SOURCE PASSAGE:
- - - - -
Irvine Welsh's version of a murder mystery, complete with talking tapeworm.

A couple weeks ago I went to a panel discussion at a writer's forum in Chicago. On the panel sat Irvine Welsh, a brilliant writer who I hoped would be interesting as a speaker. Unfortunately the whole thing was Q&A, full of idiotic questions from creative-writing students.

One of these dippy wannabes asked the panel if images or events from their dreams had ever appeared in their fiction. Welsh's response: 'Most of my dreams are about sex and violence, so aye.'

Nowhere is this more evident than in Filth, published in 1998, four years after his debut classic Trainspotting. Filth has more sex and violence than the Fox fall lineup. The sex is overt, dirty and constant. The violence is much more subtle – and more disturbing.

This book is not for the faint of bowel. It's about Scottish cop, Bruce Robertson, investigating the gruesome murder of a black man on a December night in Edinburgh. The book opens with the murder, presented in graphic detail, but this is one of the few descriptions of a physical act of violence.
- - - - -
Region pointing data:
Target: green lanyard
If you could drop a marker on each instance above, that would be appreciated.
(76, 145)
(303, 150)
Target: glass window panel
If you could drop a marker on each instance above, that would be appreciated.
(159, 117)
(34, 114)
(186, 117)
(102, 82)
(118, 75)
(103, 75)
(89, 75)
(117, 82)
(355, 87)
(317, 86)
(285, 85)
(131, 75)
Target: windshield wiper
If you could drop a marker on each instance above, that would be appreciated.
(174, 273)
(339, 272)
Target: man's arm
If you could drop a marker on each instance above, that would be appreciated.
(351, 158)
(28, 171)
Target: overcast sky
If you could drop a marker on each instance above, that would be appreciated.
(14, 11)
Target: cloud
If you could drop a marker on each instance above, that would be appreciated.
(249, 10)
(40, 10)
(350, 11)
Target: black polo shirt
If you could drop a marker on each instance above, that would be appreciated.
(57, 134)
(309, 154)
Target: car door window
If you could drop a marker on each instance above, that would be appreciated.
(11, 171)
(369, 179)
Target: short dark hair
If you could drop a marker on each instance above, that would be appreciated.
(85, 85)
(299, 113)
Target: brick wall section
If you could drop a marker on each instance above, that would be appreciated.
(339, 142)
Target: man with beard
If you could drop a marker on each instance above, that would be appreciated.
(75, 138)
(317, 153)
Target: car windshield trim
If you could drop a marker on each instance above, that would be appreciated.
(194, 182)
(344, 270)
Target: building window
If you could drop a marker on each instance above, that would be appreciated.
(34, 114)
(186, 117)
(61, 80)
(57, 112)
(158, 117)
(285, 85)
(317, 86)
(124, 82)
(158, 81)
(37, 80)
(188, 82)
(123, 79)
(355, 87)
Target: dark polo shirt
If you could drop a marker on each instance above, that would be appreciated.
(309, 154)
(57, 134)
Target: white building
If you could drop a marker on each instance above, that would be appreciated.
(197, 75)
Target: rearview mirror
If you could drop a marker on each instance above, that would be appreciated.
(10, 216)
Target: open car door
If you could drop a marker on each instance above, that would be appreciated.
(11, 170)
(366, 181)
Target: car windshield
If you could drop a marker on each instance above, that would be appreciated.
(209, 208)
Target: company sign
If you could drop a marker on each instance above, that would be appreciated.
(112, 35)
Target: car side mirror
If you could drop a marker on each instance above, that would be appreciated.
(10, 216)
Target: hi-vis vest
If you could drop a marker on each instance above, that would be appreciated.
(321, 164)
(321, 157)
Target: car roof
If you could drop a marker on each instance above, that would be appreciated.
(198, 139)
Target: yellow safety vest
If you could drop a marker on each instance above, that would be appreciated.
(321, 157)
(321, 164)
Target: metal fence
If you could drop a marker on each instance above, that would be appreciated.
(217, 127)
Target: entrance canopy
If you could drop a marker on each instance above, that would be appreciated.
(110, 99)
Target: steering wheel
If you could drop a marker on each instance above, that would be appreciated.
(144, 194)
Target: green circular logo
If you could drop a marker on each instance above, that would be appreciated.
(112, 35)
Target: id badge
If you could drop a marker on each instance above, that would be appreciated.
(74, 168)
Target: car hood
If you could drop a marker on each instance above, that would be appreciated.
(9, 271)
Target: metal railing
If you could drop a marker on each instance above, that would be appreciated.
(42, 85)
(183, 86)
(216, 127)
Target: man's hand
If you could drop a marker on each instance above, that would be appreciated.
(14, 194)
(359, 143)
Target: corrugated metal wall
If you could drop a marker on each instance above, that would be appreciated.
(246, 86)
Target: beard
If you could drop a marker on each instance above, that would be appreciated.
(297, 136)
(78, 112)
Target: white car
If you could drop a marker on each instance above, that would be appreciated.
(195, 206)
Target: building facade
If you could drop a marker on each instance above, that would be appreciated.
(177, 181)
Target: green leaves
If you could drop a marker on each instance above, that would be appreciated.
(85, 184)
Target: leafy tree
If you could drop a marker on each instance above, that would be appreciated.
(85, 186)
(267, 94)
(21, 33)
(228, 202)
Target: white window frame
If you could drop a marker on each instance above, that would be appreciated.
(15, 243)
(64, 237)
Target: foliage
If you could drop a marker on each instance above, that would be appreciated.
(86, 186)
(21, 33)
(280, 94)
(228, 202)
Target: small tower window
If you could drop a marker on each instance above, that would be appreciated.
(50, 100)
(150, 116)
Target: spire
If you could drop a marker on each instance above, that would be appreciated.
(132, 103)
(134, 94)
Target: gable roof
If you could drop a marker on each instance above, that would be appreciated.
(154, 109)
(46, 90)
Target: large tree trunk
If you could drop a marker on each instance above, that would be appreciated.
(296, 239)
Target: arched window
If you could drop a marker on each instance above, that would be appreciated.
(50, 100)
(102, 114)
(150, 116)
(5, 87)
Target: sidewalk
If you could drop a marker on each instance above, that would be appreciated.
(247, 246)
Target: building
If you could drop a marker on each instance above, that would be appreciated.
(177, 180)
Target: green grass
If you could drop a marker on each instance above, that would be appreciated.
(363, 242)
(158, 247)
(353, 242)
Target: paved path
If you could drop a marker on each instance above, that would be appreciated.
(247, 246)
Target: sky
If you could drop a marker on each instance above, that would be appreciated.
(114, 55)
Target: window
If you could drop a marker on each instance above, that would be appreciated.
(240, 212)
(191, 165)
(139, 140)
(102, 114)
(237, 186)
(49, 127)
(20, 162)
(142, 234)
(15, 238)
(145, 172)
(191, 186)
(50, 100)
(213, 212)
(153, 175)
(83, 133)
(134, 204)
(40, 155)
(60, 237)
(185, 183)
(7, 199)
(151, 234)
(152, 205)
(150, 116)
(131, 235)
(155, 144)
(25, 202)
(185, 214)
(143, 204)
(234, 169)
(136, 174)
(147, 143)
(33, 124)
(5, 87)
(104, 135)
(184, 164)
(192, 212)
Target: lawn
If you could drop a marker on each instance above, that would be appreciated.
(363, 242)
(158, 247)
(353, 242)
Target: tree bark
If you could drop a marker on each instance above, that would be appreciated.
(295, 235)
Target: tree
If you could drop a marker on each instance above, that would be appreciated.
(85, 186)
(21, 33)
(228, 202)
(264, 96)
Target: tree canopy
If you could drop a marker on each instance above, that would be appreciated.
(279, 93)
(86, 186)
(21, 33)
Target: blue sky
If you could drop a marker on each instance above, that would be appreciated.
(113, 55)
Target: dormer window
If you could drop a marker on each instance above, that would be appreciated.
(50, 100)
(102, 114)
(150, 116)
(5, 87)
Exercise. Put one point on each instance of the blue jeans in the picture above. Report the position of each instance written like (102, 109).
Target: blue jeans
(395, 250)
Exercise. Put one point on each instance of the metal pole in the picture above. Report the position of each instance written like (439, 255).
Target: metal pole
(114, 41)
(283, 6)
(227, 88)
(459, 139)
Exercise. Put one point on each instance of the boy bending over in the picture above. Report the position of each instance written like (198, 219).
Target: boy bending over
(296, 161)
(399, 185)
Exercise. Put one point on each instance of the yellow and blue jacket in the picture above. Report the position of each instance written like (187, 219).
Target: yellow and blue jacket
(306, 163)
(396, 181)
- - - - -
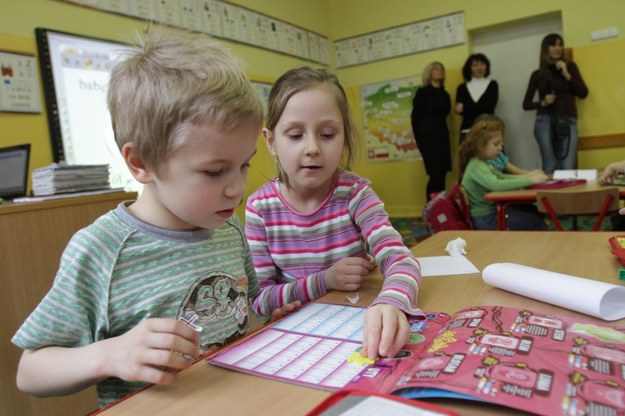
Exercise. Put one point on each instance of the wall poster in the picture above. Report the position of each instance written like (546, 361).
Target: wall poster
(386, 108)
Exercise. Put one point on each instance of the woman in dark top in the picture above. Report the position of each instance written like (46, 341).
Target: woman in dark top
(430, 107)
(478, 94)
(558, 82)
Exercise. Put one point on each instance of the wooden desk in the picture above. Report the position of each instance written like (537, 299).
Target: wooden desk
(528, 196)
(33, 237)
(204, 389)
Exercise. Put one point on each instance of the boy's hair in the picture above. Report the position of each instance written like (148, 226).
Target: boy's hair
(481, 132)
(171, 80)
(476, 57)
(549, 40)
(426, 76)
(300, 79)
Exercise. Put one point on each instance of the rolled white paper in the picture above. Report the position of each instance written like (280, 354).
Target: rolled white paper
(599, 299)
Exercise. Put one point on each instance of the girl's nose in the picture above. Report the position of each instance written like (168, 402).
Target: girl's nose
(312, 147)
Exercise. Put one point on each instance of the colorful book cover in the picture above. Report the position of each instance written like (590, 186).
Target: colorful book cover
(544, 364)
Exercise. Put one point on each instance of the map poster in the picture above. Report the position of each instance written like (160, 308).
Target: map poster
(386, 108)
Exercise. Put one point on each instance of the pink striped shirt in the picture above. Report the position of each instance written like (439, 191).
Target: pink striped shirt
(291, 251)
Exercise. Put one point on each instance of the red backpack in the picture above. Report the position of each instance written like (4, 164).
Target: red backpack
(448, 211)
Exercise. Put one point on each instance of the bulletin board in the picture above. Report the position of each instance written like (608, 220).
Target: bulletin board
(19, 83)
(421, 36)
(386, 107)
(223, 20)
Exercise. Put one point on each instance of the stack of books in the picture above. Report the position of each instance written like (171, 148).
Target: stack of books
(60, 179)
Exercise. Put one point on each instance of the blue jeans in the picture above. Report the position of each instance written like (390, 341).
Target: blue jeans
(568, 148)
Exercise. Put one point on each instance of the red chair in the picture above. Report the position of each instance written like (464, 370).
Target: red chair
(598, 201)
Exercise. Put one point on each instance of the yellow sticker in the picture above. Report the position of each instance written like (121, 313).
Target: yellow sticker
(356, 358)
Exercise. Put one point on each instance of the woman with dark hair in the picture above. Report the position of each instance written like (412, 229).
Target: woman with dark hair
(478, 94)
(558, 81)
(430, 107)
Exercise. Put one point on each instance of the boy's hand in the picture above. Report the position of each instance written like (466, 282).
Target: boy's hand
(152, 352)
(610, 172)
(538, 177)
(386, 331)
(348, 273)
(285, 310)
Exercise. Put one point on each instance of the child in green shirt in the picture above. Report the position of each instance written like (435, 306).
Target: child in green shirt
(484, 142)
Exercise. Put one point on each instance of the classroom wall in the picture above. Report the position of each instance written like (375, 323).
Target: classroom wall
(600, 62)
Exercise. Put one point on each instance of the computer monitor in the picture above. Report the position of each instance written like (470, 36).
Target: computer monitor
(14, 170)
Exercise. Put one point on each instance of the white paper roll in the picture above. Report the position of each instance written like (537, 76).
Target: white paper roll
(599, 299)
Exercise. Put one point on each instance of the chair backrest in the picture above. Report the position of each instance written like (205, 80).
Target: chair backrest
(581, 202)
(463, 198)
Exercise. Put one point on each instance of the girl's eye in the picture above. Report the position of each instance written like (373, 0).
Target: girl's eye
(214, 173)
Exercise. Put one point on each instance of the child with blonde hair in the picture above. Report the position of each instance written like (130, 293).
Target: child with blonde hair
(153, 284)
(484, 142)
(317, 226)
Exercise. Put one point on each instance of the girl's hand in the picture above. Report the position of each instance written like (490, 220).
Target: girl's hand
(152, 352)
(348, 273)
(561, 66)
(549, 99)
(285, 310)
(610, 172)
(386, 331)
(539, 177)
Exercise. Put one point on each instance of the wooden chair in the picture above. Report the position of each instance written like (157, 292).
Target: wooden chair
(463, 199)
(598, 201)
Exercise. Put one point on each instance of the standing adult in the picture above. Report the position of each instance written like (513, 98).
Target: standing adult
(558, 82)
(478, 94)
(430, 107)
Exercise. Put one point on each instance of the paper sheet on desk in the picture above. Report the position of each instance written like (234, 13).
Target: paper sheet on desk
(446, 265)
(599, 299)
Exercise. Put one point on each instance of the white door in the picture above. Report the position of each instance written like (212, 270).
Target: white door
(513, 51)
- - - - -
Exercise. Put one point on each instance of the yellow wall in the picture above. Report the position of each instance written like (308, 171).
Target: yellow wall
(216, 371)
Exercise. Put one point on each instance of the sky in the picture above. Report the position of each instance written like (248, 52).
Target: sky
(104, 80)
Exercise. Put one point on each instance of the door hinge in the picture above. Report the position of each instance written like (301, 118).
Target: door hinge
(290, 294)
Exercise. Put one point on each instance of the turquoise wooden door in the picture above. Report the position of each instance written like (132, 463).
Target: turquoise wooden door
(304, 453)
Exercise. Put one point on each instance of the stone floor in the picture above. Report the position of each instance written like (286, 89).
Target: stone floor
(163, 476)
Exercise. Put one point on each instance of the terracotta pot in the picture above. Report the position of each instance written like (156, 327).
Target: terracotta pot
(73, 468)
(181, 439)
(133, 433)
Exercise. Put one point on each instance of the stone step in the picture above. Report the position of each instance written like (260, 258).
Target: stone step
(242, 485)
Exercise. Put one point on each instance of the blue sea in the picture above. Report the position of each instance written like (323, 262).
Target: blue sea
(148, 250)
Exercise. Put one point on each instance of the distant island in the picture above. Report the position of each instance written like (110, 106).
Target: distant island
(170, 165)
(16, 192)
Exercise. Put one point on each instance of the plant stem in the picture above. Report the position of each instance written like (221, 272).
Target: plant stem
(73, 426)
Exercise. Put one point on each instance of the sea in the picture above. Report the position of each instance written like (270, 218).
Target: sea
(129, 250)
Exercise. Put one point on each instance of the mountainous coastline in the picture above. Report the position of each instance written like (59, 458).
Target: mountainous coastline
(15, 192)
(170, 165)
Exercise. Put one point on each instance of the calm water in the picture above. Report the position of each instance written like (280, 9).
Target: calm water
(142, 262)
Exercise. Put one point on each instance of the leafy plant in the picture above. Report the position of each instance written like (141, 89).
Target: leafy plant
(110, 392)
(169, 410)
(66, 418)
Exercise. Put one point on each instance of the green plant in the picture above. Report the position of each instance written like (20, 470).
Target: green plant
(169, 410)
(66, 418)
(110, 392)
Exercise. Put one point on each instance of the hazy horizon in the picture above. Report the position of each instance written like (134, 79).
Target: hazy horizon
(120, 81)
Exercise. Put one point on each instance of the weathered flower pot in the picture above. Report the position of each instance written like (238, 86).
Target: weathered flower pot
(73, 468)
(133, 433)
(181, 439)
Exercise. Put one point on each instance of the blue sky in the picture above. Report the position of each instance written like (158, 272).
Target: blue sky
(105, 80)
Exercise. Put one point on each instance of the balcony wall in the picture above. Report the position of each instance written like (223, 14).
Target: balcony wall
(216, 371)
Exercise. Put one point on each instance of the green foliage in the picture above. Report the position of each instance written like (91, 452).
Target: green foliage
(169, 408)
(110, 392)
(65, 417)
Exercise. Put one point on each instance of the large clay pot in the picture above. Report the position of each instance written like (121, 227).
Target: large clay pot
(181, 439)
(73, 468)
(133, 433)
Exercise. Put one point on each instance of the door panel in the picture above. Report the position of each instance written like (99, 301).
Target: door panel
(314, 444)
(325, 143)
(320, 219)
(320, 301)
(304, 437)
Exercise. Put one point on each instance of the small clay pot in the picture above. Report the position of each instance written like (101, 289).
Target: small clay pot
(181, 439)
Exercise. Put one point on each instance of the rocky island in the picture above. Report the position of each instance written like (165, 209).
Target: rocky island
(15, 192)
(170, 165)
- - - - -
WORK ITEM A: Reproduce the review of Filth word for word, everything from "Irvine Welsh's version" down to "and more disturbing.".
WORK ITEM B: Go on with the review of Filth from the point where it stops.

EXERCISE RESULT A:
Irvine Welsh's version of a murder mystery, complete with talking tapeworm.

A couple weeks ago I went to a panel discussion at a writer's forum in Chicago. On the panel sat Irvine Welsh, a brilliant writer who I hoped would be interesting as a speaker. Unfortunately the whole thing was Q&A, full of idiotic questions from creative-writing students.

One of these dippy wannabes asked the panel if images or events from their dreams had ever appeared in their fiction. Welsh's response: 'Most of my dreams are about sex and violence, so aye.'

Nowhere is this more evident than in Filth, published in 1998, four years after his debut classic Trainspotting. Filth has more sex and violence than the Fox fall lineup. The sex is overt, dirty and constant. The violence is much more subtle – and more disturbing.

EXERCISE RESULT B:
Instead, it's the book itself that's violent. Welsh assaults with his rapid, rhythmic prose. He bludgeons with a protagonist who's almost impossible to like. Robertson lies, steals, womanizes, gets drunk, does drugs and masturbates. Now, I've done all of those things (and enjoyed doing them) at one time or another. But Robertson does all of them at once. And more. He listens to Phil Collins. He blackmails the daughter of a prominent defense attorney into a blowjob. He turns colleagues against each other. A compulsive manipulator, he executes on a patient scheme to get in his best friend's wife's pants while getting the friend thrown in jail.

If this is what Irvine dreams about, dude's got issues.

Robertson isn't wholly despicable. He has flashes of kindness and fellow-feeling. It's obvious that something has damaged him. Physically, he's falling apart. He's got a nasty case of eczema on his genitals. And he's got a tapeworm in his gut. The tapeworm comes to life on page 24. After it has grown strong and become sentient, the tapeworm occasionally interrupt Bruce's narration to share its thoughts and observations.

I am not shitting you. The tapeworm narrates. It interrupts the protagonist's thoughts with long soliloquies. It serves as a sort of conscience. The tapeworm is more likeable than its host. It wants desperately to live a meaningful life.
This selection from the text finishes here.